** PROBLEM DESCRIPTION **
Each line in the listing is to be restated exactly.

** INFORMATION SUPPLIED **
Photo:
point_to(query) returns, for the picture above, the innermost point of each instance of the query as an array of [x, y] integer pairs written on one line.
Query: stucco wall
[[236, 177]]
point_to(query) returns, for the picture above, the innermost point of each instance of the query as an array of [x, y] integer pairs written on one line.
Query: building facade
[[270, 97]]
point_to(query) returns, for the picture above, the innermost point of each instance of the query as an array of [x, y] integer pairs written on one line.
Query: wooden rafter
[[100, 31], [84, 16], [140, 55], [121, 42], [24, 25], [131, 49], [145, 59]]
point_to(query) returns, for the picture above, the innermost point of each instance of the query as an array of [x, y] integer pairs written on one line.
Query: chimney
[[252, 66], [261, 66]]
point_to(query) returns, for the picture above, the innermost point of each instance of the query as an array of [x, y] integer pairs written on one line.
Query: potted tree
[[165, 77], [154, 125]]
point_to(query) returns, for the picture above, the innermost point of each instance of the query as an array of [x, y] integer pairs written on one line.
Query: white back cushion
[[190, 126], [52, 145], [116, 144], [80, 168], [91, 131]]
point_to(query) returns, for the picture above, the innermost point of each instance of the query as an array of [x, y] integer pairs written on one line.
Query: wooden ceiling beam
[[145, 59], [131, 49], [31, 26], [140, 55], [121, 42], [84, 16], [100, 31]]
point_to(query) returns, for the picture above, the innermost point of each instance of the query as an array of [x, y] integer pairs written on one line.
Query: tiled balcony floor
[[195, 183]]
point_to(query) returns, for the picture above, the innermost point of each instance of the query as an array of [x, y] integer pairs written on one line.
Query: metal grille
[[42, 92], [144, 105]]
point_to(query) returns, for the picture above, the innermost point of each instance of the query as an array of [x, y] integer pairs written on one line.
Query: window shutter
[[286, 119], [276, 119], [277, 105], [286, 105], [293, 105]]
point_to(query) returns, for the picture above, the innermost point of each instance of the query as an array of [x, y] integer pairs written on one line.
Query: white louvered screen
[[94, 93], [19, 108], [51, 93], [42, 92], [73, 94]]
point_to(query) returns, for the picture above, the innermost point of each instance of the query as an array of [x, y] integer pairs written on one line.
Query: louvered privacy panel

** RESULT BELOW **
Photo:
point_to(query) returns, for the picture above, the innermost point of each instance of the query as an array of [x, y] integer pairs written on one line.
Query: stucco wall
[[236, 177]]
point_to(query) returns, for the picture above, the innermost point of each instance of the query as an array of [x, y] integer pairs written on one line.
Query: building facade
[[270, 97]]
point_to(query) returns, for the picture above, the innermost point of each instance of the query as an array of [x, y] integer pairs written on one line.
Query: wooden rafter
[[100, 31], [84, 16], [140, 55], [121, 42], [24, 25], [131, 49], [145, 59]]
point_to(query) returns, for the picture above, the innermost point of each instance of the query as an array of [x, y] integer pairs written on one line.
Query: chimney
[[252, 66], [261, 66]]
point_to(query) returns, for the picture above, the innermost point of each instance of the query as an array of [x, y] integer pairs written on one line.
Query: potted tree
[[165, 77], [154, 125]]
point_to(query) returns, for the picture above, the innermost point of each instance of the query as an array of [x, y] integer pairs written on one line.
Query: white back cushion
[[190, 126], [52, 145], [116, 144], [80, 168], [91, 131]]
point_to(query) returns, for the picture above, the innermost point of each instance of the query as an array of [x, y] integer pairs written on one line.
Query: wooden ceiling beam
[[145, 59], [131, 49], [31, 26], [140, 55], [121, 42], [84, 16], [100, 31]]
point_to(query) returns, for the picture above, the innermost point of each instance of the query as an array of [x, y] integer pairs written on one line.
Query: tiled balcony floor
[[195, 183]]
point_to(query) returns, for the picture above, the innermost point of each instance of the query as an array of [x, y] integer pairs written on one line.
Query: metal grille
[[42, 92], [144, 105]]
point_to(query) returns, for the picture above, the innermost point of each instance of the query as an array of [x, y] integer pairs written on one line.
Query: window shutter
[[286, 119], [276, 119], [277, 105], [286, 105], [293, 105]]
point_to(query) returns, for the picture above, the innermost point of each instance of the query as an array of [x, y] integer pairs written on one line.
Query: white louvered screen
[[94, 93], [19, 108], [51, 93], [42, 92], [73, 94]]
point_to(query) returns, for the picture above, the innermost point of each instance of the query as an array of [x, y] integer pairs written on one line.
Query: louvered privacy panel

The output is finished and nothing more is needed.